[Start of PROVIDED PASSAGE]

Now we hear that it is because of the economic turmoil that Brown must stay in office to sort it out. He helped to maximise the depth of the slump we are in through the willful waste of hard cash being pumped into public services with no actual plan, squandering the wealth that the growth years had generated. This is like Jonathan Ross being put in charge of the broadcasting standards association.

I hear also that it is because of the MP's expenses fiasco that we should not have an election until they have had a chance to change the rules and clean up parliament. The public apparently would prefer them to stay in office unitl this has been achieved? This is madness and the crass nature of this argument quite unbelievable- how stupid do they think we are?

Gordon has a spine and a brass neck and a rhino hide- there is clearly no shame in this party who will cling on to the last minute to suck the final shilling from the pockets of the electorate and keep their jobs for an extra nine months.

Moral compass Gordon-I don't think so.

Friday, 6 February 2009

Power Stations

The Russians are taking the piss out of the European Union by ransoming all and sundry on the price of natural gas. Our own gas resources are dwindling and will run out in the foreseeable future (5 yrs?). The Government today anounced that it has given permission for the construction of three new gas-fired power stations in the UK.

Now tell me, what sort of a fucking idiot would tie their national energy future to Russian Gas having seen how they treat their dependents? Who would do that? Your Government, that's who.

Snow Travel Metropolitan Style.

Not long ago I did an unpleasant piece on London Underground. Today they earned it in spades.

7.45 arrive at Station after perilous journey through snow.

Good Service metropolitan Line advertised on board.

Catch train (Fast Aldgate) Yippee. Phone wife, don't worry trains OK. Going to work.

2nd Stop (Harrow) This train is terminating here please change trains.

Get aboard 2nd Metropolitan Line Train. 1 stop later. This train is going out of service please change here. (Wembley Park). There will be no more Metropolitan Trains due to a signal failure at Baker Street. Please take a Jubillee line train.

Jubillee Train Comes. Full. (No... really full).

Next Train. Jubillee to Stratford. Yippeee- will get to work afterall.

Next station: This train has developed a fault and will termiante at Neasden.

Next two Jubillee trains :Full. Yes- as before.

Metropolitan Line trains passing under full steam- they dont stop here- service has clearly resumed!

Jubillee Line Train to Stratford. Yippee.

This train will terminate at Green Park.

Four trains, four terminations, none Snow related as far as I know.

Prospects of getting to work - slim.

Journey time: Eventually 2.25.

Explanations and apologies: None.

Cost : £11.00

Nature of Service: Shit.

Wednesday, 4 February 2009

Global Warming Climate Change Snow

It is reassuring to know that those committed to fighting global warming can hapilly identify that colder winters and crazy snow events in the UK are a sign of, and are consistent with Global Warming either through the fact that it now happens so much more rarely than it used to (argument no 1) and consequently we are less prepared than we used to be, or conversely that more and more extreme weather events are likely as we proceed down the road to climate change (argument no 2). Both of these arguments were deployed yesterday.

[End of PROVIDED PASSAGE]

• GIVEN REQUEST A: In the snowy commute section of the blog excerpt, list each station where a train the writer had boarded terminated or went out of service.
• GIVEN REQUEST B: Write a continuation of the blog excerpt that begins right after its closing sentence about the two global warming arguments.

[Start of DATASET EXTRACT]

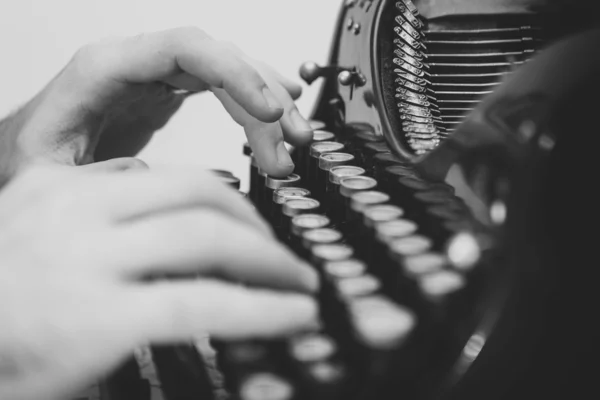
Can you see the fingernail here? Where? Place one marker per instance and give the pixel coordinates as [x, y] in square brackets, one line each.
[283, 156]
[299, 122]
[271, 100]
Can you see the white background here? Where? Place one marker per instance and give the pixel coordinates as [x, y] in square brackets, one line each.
[38, 37]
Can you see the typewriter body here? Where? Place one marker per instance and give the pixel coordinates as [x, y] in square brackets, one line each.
[428, 202]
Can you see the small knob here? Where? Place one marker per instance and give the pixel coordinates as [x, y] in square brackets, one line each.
[346, 78]
[310, 71]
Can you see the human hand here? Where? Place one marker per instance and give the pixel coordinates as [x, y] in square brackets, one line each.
[113, 95]
[77, 249]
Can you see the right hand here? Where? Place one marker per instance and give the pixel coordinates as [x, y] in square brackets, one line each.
[76, 246]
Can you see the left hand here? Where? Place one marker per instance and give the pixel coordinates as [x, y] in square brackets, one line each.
[113, 95]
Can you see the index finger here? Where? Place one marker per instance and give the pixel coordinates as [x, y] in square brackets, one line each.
[160, 55]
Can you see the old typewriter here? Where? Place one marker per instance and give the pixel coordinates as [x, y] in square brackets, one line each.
[430, 201]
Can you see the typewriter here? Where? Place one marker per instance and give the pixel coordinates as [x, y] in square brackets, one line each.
[432, 203]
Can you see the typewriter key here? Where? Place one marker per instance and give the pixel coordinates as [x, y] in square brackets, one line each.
[362, 200]
[247, 149]
[266, 386]
[439, 285]
[313, 237]
[409, 246]
[369, 151]
[316, 150]
[297, 206]
[423, 264]
[464, 251]
[312, 347]
[364, 285]
[323, 253]
[326, 162]
[380, 323]
[301, 224]
[301, 154]
[317, 125]
[271, 185]
[388, 231]
[350, 268]
[381, 213]
[355, 184]
[280, 196]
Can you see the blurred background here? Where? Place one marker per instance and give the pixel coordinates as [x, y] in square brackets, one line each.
[38, 37]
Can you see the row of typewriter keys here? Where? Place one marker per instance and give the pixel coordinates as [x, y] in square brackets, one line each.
[375, 231]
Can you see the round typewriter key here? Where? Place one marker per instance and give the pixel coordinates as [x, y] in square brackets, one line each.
[303, 223]
[266, 386]
[439, 285]
[366, 137]
[245, 353]
[271, 185]
[326, 372]
[310, 348]
[283, 194]
[336, 174]
[316, 151]
[388, 231]
[355, 184]
[316, 124]
[315, 237]
[381, 213]
[350, 268]
[463, 251]
[410, 246]
[247, 149]
[280, 196]
[301, 154]
[425, 263]
[364, 285]
[331, 252]
[335, 200]
[320, 135]
[362, 200]
[433, 196]
[326, 162]
[380, 323]
[330, 160]
[297, 206]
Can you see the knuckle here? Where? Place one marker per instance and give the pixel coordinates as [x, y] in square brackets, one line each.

[End of DATASET EXTRACT]

• EXERCISE ANSWER A: Harrow, Wembley Park, Neasden, Green Park

• EXERCISE ANSWER B:
Those with more than one third of a brain will realise that they are contradictory and exclusive to one another. If the climate change advocates are correct and extreme weather events are to be more common then the global warming (this happens far less frequently now because things are warming up) devotees must be wrong and vice-versa. Neither however would suggest that extremely cold weather events may be proof that global warming or climate change was imaginary and that the trend that prevailed from 1980 to 2005 (temperatures have cooled since 2005) has reversed. This would be to admit that we do not have a thorough understanding of weather and climate on planet earth and that our vanity in suggesting that we could change it was simply that. Vanity.

Monday, 19 January 2009

The Economy Stupid

Well please bear with me on this one.
If the Government bails out the banks again etc it will finally have spent a decent proportion of a trillion pounds, that is a million million, on reflotaing the financial system. That equates to £18k for every man woman and child in the UK.
Er: If you did that it would give my family an extra £90 k in our pocket to weather the economic down-turn- This would put an awful lot of money back into the system but not into the hands of the banks who are morally and economically bankrupt. Businesses would prosper, manufacturers would prosper and the personnal debt mountain would be significantly reduced. People may put money into savings that could then be re-lent by the banks to business, in short a succesful bail out of the economy. (You may have to stop them from spending it on foreign goods as we don't make anything anymore).
By cutting out the stage where consumers are given the money to reduce debt, the Government have squandered the money on bailing out the banks for the dodgy (US ) securities thay took on without helping the UK taxpayer. Our personal debt mountain remains in play (as we are more likely to pay it back) whilst the US sub-prime mortgages are in effect paid off. This means that UK consumers, reeling under debt, will be reluctant to borrow any more cash (or spend it) until their long-term employment prospects improve. Something that will only happen long after the recession has bottomed. Without this return to confidence nothing will lift us out of the decline.
We can all see that this is madness but, like the cut in VAT, no one is prepared to say that to his face (that is Gordons').
Sadly I do not propose that we should give the money to the UK taxpayer but giving it to the banks who will use it to terminate or balance their books against debt overseas is the wrong choice.
If need be start a national bank. Pull the rug from the idiots who lost the money in the first place and start lending as a Government without the same profit ethic of the banks, this could be far more beneficial to the UK economy than the alternative of simply pressing the re-set button and letting the same wasters find new ways (is that derivatives?) of losing the money again. Cnuts.

Tuesday, 13 January 2009

The economy, Gaza or London Underground

Short post today- London Underground. Fucking hell how shit can they get?

I don't even need to explain.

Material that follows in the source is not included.